■ Trecho fornecido:
☆ ☆ ☆ ☆ ☆

Para começo de conversa, é bom fazer a distinção: no preparo do cuscuz paulista, o ingrediente utilizado é o floco de milho mais grosso, de tamanho maior; o cuscuz nordestino é feito com uma farinha também flocada, porém mais fina; já o cuscuz marroquino, assunto da aventura do sabor desta edição do Correio B, é preparado com a sêmola (ou semolina) do trigo.
Utiliza-se, especificamente, a sêmola do chamado trigo durum, uma variação que garante uma espécie de sêmola nobre após o cereal ser moído. Ela é fonte, por exemplo, de proteína vegetal, carboidratos, Vitamina A, Vitamina B1 e de selênio, um mineral com propriedades antioxidantes, anti-inflamatórias e cardioprotetoras, que fortalece o sistema imunológico e ajuda na prevenção de esclerose múltipla, infarto, AVC e outros problemas de saúde.
Ao contrário das duas versões brasileiras, o cuscuz marroquino, embora também apresente sabor neutro, não precisa ser cozido. Basta cobrir a quantidade desejada de sêmola com água quente e deixar hidratando por uns cinco minutos. A hidratação também pode ser feita com caldo de legumes ou outros tipos de caldo, conforme a receita em mãos.
Além do fácil preparo, o prato marroquino casa bem com uma grande variedade de acompanhamentos, a exemplo de arroz, feijão, saladas, legumes, carnes, risoto e diversos tipos de molho. Ao mesmo tempo singular e versátil, como vários outros pratos da farta culinária árabe, esse tipo de cuscuz pode, justamente, ser preparado de formas bem diferentes, variando conforme os hábitos e o paladar de cada país ou região.
ORIGENS
Muitas vezes identificado com uma grafia um pouco diferente fora do Brasil (couscous), o termo original (kuskus) vem da língua berbere e está relacionado ao processo de arredondamento do grão do trigo durante a extração da farinha.

☆ ☆ ☆ ☆ ☆

[Entradas de dados]
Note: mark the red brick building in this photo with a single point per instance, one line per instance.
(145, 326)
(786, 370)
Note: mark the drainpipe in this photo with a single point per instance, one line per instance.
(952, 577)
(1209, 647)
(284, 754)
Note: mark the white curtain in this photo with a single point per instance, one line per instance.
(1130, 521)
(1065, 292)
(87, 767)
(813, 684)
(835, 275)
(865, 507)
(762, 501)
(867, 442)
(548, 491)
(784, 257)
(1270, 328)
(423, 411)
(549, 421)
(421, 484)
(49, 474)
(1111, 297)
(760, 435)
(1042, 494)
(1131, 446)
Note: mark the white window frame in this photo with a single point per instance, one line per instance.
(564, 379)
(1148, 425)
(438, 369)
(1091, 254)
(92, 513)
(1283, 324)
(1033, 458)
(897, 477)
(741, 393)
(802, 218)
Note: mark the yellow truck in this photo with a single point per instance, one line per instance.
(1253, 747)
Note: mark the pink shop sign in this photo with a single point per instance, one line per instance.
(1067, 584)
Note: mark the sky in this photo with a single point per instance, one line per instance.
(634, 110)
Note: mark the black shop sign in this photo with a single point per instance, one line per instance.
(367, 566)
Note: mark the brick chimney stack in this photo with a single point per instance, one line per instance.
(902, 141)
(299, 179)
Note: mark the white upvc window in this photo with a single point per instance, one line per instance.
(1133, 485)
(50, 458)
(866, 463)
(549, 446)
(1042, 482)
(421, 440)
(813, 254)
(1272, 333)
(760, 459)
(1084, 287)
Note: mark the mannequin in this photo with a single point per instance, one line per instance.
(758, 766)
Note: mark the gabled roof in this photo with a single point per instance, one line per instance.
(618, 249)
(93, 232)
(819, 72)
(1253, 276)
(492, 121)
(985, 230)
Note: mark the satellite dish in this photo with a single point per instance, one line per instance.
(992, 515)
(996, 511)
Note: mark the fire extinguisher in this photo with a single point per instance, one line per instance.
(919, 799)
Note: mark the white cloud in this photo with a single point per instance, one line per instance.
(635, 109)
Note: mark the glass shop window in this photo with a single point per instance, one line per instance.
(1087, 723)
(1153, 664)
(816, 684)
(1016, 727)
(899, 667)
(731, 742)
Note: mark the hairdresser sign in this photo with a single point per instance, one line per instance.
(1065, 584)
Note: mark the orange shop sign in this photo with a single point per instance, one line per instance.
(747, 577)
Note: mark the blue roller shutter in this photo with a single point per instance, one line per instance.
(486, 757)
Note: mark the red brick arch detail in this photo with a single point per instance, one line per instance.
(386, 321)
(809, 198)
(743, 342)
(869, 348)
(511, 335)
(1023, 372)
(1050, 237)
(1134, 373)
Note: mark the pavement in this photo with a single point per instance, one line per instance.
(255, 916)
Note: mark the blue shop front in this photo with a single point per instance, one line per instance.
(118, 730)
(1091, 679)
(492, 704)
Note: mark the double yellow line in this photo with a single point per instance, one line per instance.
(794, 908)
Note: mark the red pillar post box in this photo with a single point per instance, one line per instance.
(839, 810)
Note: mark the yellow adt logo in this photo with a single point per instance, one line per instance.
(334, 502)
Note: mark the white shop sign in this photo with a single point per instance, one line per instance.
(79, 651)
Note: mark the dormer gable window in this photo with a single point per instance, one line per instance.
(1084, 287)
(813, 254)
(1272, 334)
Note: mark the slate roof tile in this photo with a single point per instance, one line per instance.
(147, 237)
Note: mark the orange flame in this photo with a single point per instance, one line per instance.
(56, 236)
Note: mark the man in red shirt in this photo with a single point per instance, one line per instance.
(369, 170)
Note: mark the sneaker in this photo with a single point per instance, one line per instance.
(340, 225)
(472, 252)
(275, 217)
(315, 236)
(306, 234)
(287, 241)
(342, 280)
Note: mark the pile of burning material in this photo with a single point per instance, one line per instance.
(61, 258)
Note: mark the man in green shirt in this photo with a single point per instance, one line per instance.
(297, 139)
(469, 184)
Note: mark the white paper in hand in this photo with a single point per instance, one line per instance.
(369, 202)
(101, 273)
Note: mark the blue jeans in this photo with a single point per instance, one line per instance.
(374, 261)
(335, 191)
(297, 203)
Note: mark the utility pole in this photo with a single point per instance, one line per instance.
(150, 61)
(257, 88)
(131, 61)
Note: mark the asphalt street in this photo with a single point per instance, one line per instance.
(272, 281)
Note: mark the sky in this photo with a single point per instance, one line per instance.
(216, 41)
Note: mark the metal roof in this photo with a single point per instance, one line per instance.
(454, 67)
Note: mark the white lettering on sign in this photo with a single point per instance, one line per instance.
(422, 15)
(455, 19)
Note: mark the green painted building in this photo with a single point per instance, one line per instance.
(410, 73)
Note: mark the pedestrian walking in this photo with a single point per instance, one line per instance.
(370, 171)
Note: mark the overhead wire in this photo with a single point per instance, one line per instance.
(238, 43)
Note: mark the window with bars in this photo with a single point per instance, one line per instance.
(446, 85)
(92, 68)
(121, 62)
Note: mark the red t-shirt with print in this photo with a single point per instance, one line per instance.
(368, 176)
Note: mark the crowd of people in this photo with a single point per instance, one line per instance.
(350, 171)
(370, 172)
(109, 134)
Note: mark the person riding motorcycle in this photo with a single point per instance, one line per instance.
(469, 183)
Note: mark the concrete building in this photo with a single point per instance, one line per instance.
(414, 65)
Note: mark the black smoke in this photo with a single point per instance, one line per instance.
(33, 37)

☆ ☆ ☆ ☆ ☆

■ Requisitos:
A. Responda com base no texto sobre o cuscuz marroquino:
(i) De qual variação de trigo vem a sêmola usada nesse cuscuz?
(ii) Por quanto tempo a sêmola coberta com água quente deve ficar hidratando?
(iii) De que língua vem o termo original "kuskus"?
B. Repita sem alterações o trecho do texto sobre o cuscuz marroquino, começando em "Além do fácil" e terminando em "país ou região.".

■ Respostas por tarefa:
A.
(i) Do trigo durum.
(ii) Por uns cinco minutos.
(iii) Da língua berbere.

B.
Além do fácil preparo, o prato marroquino casa bem com uma grande variedade de acompanhamentos, a exemplo de arroz, feijão, saladas, legumes, carnes, risoto e diversos tipos de molho. Ao mesmo tempo singular e versátil, como vários outros pratos da farta culinária árabe, esse tipo de cuscuz pode, justamente, ser preparado de formas bem diferentes, variando conforme os hábitos e o paladar de cada país ou região.